§ **Tasks for this exercise**:
**1)** In the passage on single pivotal trials, why might designing one pivotal trial at a significance level of 0.00125 be a poorer strategy than the usual two pivotal trials at 0.05?
**2)** From the passage on single pivotal trials, copy the stretch from "- Lloyd Fisher" through "Stat Med. 24:1619–1637." word for word.
+++ Source passage +++
There are scientific basis for this extraordinarily high significant level (0.00125). Here are the contexts extracted from one of the FDA’s NDA Statistical Review for United Therapeutics Corporation Drug: UniprostTM (treprostinol sodium) for pulmonary arterial hypertension.
“...A more important issue is the overall Type I error rate for the proposed analysis in this submission. First, consider the traditional standard for approval at the FDA based on two confirmatory trials. Even if the efficacy of a treatment is shown convincingly in one study, the agency likes to see replication in a second study because we will then be in a better position to infer that the results generalize to the entire population of patients with the disease. The overall Type I error rate (or false positive rate) is the chance that both studies will have a p-value less than 0.05 and the results of both studies are in the same direction. If the treatment effects in the two studies are identically 0, then the chance that both p-values will be less than 0.05 and both treatment effects are in the same direction is 0.001251. For this reason, the Division of Cardio-Renal Drugs has often advised sponsors that one study with a p-value less than 0.00125 may be sufficient for approval…”
While not very common, we do see quite some drug development programs with one-single pivotal trial. One such example is the trial called PROTECT where the sample size and power for primary composite endpoint was based on “90% power at two-sided 0.00125 significance level todetect a difference between a distribution of 33% failure, 35% unchanged and 32% success (placebo group) and 25 failure, 34% unchanged, and 42% success (rolofylline group), using the van Elteren extension of the Wilcoxon test”
Designing one single pivotal trial with a significant level of 0.00125 may not be a good strategy in comparing to the conventional two pivotal trials with a significant level of 0.05. A significant level of 0.00125 is forty times more stringent than a significant level of 0.05. Employing such a small significant level will typically require a large sample size and may be difficult to be successful.
FDA’s perspectives for clinical development of tropical microbicides indicated the followings for a single trial:
- No single site provides unusually large fraction of participants
- No single investigator or site provides a disproportionate favorable effect
- Consistency across study subset
- Statistically persuasive
Single Multi-Center Trial Level of Evidence (p value, 2-sided)
· P < 0.001 : persuasive, robust 2*[0.025^2]=0.00125
· 0.05 > P > 0.01: inadequate
· 0.01> p > 0.001: acceptable, if:
- good internal consistency
- low drop-out rates
- Other supportive data
In the end, the evidence of efficacy should not purely rely on the p-values. There are other considerations in assessing the evidence of efficacy. This has been spelled out in FDA’s guidance for Industry: Providing Clinical Evidence of Effectiveness for Human Drug and Biological Products:
Tthe evidence of effectiveness could come from one single study with the following:
- Large multicenter study
- Consistency across study subsets
- Multiple studies in a single study
- Multiple endpoints involving different events
- Statistically very persuasive finding
Here "statistically very persuasive finding" means a very small p-value even though the guidance does not specifically specify how small the p-value should be. It may depend on the negotiation with the corresponding branches in FDA.
- Lloyd Fisher (1999) ONE LARGE, WELL-DESIGNED, MULTICENTER STUDY AS AN
ALTERNATIVE TO THE USUAL FDA PARADIGM. Drug information journal Vol. 33, pp. 265–271
- Boguang Zhen (2007) Consideration of Operational á Level With Different Approval Strategies. Drug Information Journal, Vol. 41, pp. 23–29, 2007 • 0092-8615
- Guidance for Industry: Evidence-Based Review System for the Scientific Evaluation of Health Claims – Final, 2009
- Shun Z, Chi E, Durrleman S, Fisher L. (2005) Statistical consideration of the strategy for demonstrating clinical evidence of effectiveness—one larger versus two smaller pivotal studies. Stat Med. 24:1619–1637.
+++ Given records +++
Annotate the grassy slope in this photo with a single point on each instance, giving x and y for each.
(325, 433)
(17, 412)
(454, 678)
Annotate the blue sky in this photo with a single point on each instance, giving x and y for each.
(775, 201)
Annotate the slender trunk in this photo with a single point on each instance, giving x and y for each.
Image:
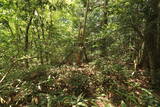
(82, 36)
(27, 40)
(151, 36)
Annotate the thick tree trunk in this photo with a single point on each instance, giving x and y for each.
(152, 41)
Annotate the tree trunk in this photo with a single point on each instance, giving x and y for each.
(27, 41)
(152, 41)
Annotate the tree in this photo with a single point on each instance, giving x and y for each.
(152, 40)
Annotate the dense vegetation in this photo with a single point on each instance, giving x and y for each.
(79, 53)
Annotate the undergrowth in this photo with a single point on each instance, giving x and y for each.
(73, 86)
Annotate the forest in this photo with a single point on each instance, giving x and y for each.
(79, 53)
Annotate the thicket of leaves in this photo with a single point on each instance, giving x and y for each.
(53, 78)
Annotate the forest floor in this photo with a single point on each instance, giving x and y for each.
(77, 86)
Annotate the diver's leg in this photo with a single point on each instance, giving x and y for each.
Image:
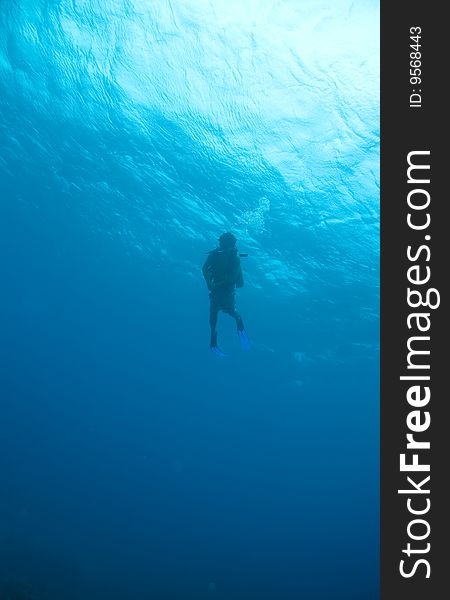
(230, 309)
(213, 314)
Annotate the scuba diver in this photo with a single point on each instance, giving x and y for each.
(223, 274)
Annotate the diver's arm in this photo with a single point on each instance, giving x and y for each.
(206, 270)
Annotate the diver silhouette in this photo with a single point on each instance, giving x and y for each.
(223, 274)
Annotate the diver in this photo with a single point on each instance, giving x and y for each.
(223, 274)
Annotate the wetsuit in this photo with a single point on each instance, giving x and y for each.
(222, 272)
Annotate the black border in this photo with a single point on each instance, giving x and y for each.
(404, 129)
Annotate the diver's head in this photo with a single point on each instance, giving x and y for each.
(227, 241)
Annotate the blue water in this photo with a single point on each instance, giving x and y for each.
(134, 464)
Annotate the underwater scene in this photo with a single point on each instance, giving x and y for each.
(136, 463)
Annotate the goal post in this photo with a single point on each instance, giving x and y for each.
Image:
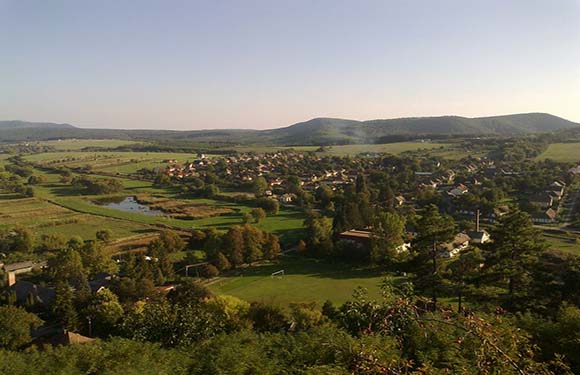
+++
§ **Expected outputs**:
**1)** A level of 0.00125 is forty times more stringent than 0.05. Using such a small significance level will typically require a large sample size, and the trial may find it difficult to succeed.

**2)**
- Lloyd Fisher (1999) ONE LARGE, WELL-DESIGNED, MULTICENTER STUDY AS AN
ALTERNATIVE TO THE USUAL FDA PARADIGM. Drug information journal Vol. 33, pp. 265–271
- Boguang Zhen (2007) Consideration of Operational á Level With Different Approval Strategies. Drug Information Journal, Vol. 41, pp. 23–29, 2007 • 0092-8615
- Guidance for Industry: Evidence-Based Review System for the Scientific Evaluation of Health Claims – Final, 2009
- Shun Z, Chi E, Durrleman S, Fisher L. (2005) Statistical consideration of the strategy for demonstrating clinical evidence of effectiveness—one larger versus two smaller pivotal studies. Stat Med. 24:1619–1637.